> [Цель задания]:
Пожалуйста, перепишите целиком и дословно приведенный ниже текст об Элле Ванниковой.
-------- Цитируемый текст --------
Элла Ванникова — ей только восемнадцать лет! Ее отец инженер, восемь лет работал по контракту в США, там она окончила школу и приобщилась к американскому образу жизни. Возвращение в СССР восприняла как трагедию — все показалось чужим. Потихоньку от родителей девушка стала встречаться с американкой — журналисткой по имени Лорийн в каком-то клубе, в скверах и кафе. Она влюбилась в нее, тратила все свои деньги на подарки и сама навязала ей информацию: начала умышленно передавать сведения о недостатках советской власти. Это уже не надувное, а настоящее преступление — ее, конечно, арестовали за шпионаж. Элла в камере необщительна, бредит Америкой, мечтает о своей Лорийн; упорно голодает и не двигается совсем, сидит на койке с голыми ногами, хочет заболеть… У нее тяжелые слабые руки и ноги, истощенное тело и надрывный кашель с мокротой, она уже больна. Перед сном Элла, некрещеная еврейка, молится Христу по-протестантски, стоя на коленях в длинной белой рубашке, сложив ладони у груди: черные пряди свисают по бокам бледного лица. На допросах она стойко, злобно молчит — заведомо обречена. Впоследствии я узнала, что ей дали пятнадцать лет строго режимного лагеря, — она не выдержала и умерла от туберкулеза через год.
-------- Исходные материалы --------
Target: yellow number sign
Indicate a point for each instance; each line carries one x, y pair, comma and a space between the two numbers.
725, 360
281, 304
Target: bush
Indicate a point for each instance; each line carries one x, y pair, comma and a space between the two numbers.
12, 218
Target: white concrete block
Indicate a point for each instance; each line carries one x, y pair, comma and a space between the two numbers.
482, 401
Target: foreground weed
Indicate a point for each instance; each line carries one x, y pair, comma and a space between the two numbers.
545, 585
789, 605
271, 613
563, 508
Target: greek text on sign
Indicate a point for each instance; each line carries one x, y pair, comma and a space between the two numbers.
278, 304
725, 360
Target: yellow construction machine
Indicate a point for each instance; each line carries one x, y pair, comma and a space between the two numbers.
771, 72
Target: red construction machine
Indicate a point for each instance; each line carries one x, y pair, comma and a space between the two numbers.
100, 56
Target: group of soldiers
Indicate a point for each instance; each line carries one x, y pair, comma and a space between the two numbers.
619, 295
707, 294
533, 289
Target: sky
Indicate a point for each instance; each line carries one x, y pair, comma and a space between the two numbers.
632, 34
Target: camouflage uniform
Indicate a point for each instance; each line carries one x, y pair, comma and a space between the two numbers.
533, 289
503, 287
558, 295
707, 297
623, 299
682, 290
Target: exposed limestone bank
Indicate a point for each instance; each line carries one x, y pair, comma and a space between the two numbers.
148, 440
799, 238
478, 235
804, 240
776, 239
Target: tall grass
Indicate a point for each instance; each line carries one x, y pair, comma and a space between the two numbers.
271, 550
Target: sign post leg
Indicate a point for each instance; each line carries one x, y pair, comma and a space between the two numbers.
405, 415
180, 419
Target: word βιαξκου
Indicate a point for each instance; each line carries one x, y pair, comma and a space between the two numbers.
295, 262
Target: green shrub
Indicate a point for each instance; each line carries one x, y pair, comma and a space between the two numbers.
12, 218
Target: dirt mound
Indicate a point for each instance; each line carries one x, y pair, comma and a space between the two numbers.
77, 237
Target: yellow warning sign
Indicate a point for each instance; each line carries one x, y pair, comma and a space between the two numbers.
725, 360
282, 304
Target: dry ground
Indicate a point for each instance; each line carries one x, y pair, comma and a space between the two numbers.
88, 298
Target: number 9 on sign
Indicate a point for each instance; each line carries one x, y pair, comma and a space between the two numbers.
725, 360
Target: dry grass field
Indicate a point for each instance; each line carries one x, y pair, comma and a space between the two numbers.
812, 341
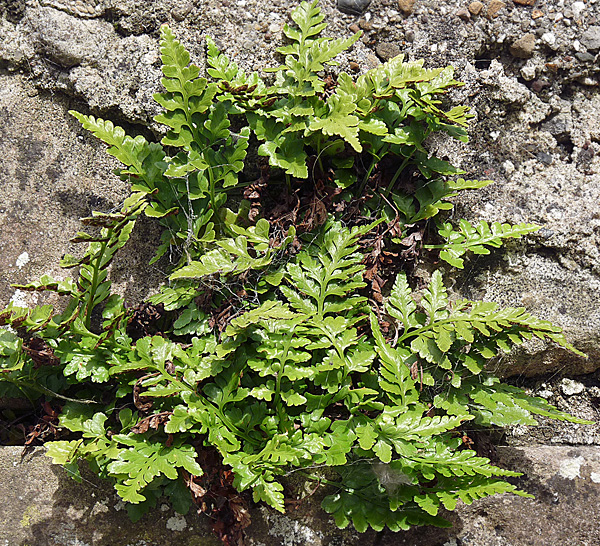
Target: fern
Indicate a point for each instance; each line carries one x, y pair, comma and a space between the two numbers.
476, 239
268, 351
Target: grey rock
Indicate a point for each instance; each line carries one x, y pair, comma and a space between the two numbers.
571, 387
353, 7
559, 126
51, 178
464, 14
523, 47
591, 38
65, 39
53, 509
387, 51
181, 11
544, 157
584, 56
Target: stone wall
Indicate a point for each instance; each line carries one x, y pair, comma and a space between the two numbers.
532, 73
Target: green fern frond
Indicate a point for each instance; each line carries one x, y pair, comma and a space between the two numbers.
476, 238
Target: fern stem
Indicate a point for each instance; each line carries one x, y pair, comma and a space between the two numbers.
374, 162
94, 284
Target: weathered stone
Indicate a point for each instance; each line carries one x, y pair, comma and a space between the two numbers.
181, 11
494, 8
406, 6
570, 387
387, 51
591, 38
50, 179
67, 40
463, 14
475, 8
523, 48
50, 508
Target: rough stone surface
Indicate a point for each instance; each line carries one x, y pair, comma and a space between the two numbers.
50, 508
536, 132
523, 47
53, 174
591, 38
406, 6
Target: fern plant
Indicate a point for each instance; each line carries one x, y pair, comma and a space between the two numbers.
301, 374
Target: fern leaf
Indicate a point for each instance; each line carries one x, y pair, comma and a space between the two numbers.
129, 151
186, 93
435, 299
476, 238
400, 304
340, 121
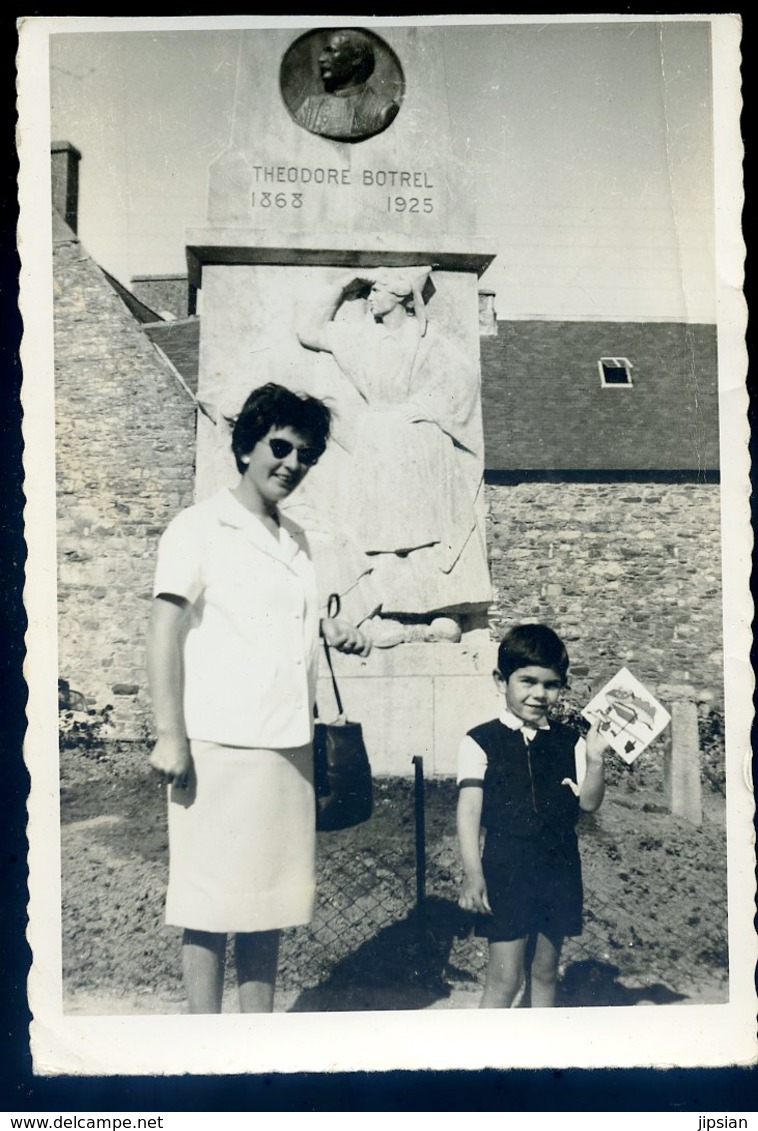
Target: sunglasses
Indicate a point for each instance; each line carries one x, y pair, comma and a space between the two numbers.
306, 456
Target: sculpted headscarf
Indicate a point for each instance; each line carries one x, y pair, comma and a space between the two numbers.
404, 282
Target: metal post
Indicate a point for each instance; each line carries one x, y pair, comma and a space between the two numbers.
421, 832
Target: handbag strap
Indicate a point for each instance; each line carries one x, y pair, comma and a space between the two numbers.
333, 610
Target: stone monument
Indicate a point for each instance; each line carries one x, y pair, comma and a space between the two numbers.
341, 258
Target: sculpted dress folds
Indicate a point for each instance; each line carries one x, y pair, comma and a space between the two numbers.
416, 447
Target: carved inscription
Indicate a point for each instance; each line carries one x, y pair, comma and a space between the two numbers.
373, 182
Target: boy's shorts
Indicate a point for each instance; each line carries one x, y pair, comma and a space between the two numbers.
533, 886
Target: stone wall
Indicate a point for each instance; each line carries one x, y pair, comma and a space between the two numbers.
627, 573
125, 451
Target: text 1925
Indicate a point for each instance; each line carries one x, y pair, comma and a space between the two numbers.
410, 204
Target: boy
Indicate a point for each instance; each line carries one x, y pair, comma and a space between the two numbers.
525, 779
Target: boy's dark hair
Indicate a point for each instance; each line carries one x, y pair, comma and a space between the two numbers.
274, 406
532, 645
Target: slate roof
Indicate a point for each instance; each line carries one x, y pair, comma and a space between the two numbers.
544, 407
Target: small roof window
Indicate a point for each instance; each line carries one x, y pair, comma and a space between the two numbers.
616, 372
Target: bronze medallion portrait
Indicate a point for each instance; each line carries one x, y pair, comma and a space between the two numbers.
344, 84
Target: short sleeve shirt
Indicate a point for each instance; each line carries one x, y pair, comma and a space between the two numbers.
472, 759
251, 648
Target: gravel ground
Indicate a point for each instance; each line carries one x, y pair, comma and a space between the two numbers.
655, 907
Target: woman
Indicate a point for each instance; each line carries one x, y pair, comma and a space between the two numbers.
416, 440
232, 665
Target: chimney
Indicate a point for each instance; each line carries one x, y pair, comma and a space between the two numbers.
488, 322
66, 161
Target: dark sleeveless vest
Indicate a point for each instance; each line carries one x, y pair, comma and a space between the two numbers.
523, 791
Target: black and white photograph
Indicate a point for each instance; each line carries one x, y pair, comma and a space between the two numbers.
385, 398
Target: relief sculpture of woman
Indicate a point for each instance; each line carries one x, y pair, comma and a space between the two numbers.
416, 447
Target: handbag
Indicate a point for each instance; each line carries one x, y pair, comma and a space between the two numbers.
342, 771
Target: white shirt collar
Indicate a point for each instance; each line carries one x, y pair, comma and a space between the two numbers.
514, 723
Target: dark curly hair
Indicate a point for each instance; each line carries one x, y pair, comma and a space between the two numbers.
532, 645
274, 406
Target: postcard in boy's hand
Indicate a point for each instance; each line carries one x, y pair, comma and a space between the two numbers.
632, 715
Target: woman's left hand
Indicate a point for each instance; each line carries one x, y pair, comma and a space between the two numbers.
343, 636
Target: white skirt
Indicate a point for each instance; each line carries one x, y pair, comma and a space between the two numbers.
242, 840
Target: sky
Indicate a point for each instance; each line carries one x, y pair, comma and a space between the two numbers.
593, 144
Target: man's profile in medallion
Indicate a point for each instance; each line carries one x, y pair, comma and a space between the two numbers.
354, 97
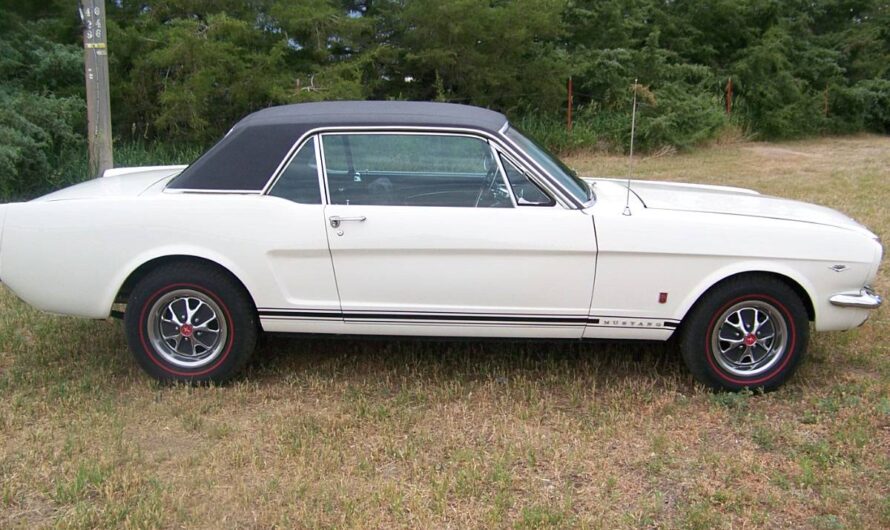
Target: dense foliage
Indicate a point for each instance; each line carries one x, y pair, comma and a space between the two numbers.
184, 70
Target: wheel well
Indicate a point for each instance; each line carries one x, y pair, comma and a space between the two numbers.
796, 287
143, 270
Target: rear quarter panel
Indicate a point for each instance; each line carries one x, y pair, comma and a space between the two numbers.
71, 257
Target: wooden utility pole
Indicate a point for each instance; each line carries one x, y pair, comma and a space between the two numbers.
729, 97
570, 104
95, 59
--------
> [Полный ответ]:
Элла Ванникова — ей только восемнадцать лет! Ее отец инженер, восемь лет работал по контракту в США, там она окончила школу и приобщилась к американскому образу жизни. Возвращение в СССР восприняла как трагедию — все показалось чужим. Потихоньку от родителей девушка стала встречаться с американкой — журналисткой по имени Лорийн в каком-то клубе, в скверах и кафе. Она влюбилась в нее, тратила все свои деньги на подарки и сама навязала ей информацию: начала умышленно передавать сведения о недостатках советской власти. Это уже не надувное, а настоящее преступление — ее, конечно, арестовали за шпионаж. Элла в камере необщительна, бредит Америкой, мечтает о своей Лорийн; упорно голодает и не двигается совсем, сидит на койке с голыми ногами, хочет заболеть… У нее тяжелые слабые руки и ноги, истощенное тело и надрывный кашель с мокротой, она уже больна. Перед сном Элла, некрещеная еврейка, молится Христу по-протестантски, стоя на коленях в длинной белой рубашке, сложив ладони у груди: черные пряди свисают по бокам бледного лица. На допросах она стойко, злобно молчит — заведомо обречена. Впоследствии я узнала, что ей дали пятнадцать лет строго режимного лагеря, — она не выдержала и умерла от туберкулеза через год.